Start EXTRACT
July 18, 2020: Cathay Pacific Group, in its latest profit warning and combined Cathay Pacific and Cathay Dragon traffic figures for June 2020, estimate that for the six months ended June 30, 2020, the group will record a net loss attributable to shareholders of HK$9.9 billion ($1.28 billion) compared to the profit of HK$1.3 billion for the same period in 2019.

Cathay Pacific and Cathay Dragon carried 93,228 tonnes of cargo and mail last month, a decrease of 43.1 percent compared to June 2019. The month’s revenue freight tonne-kilometres (RFTKs) fell 35.8 percent year-on-year. The cargo and mail load factor increased by 11.7 percentage points to 74.5 percent, while capacity, measured in available freight tonne kilometres (AFTKs), was down by 45.9 percent. In the first six months of 2020, the tonnage fell by 31.9 percent against a 31 percent drop in capacity and a 24.6 percent decrease in RFTKs, as compared to the first-half period for 2019.
End EXTRACT
WHAT TO DO ->
1) Copy the part of the Cathay Pacific cargo report from "July 18, 2020: Cathay" to "period in 2019." word for word.
2) Give what follows in the Cathay Pacific cargo report after its last sentence.
Start DATA EXCERPT
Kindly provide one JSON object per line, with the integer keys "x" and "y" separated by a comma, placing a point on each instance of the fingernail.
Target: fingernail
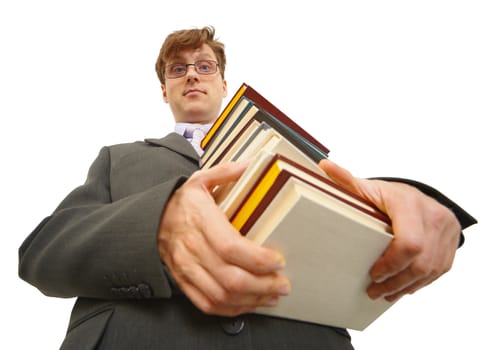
End DATA EXCERPT
RESULTS FOR EACH TASK ->
1)
July 18, 2020: Cathay Pacific Group, in its latest profit warning and combined Cathay Pacific and Cathay Dragon traffic figures for June 2020, estimate that for the six months ended June 30, 2020, the group will record a net loss attributable to shareholders of HK$9.9 billion ($1.28 billion) compared to the profit of HK$1.3 billion for the same period in 2019.

2)
Earlier this week, Cathay Pacific’s shareholders passed the resolutions pertaining to the company’s HK$39 billion recapitalisation plan.

Cathay Pacific continued to operate a full freighter schedule as well as chartered flights from its all-cargo subsidiary, Air Hong Kong, in June. There were fewer cargo-only passenger flights compared with May.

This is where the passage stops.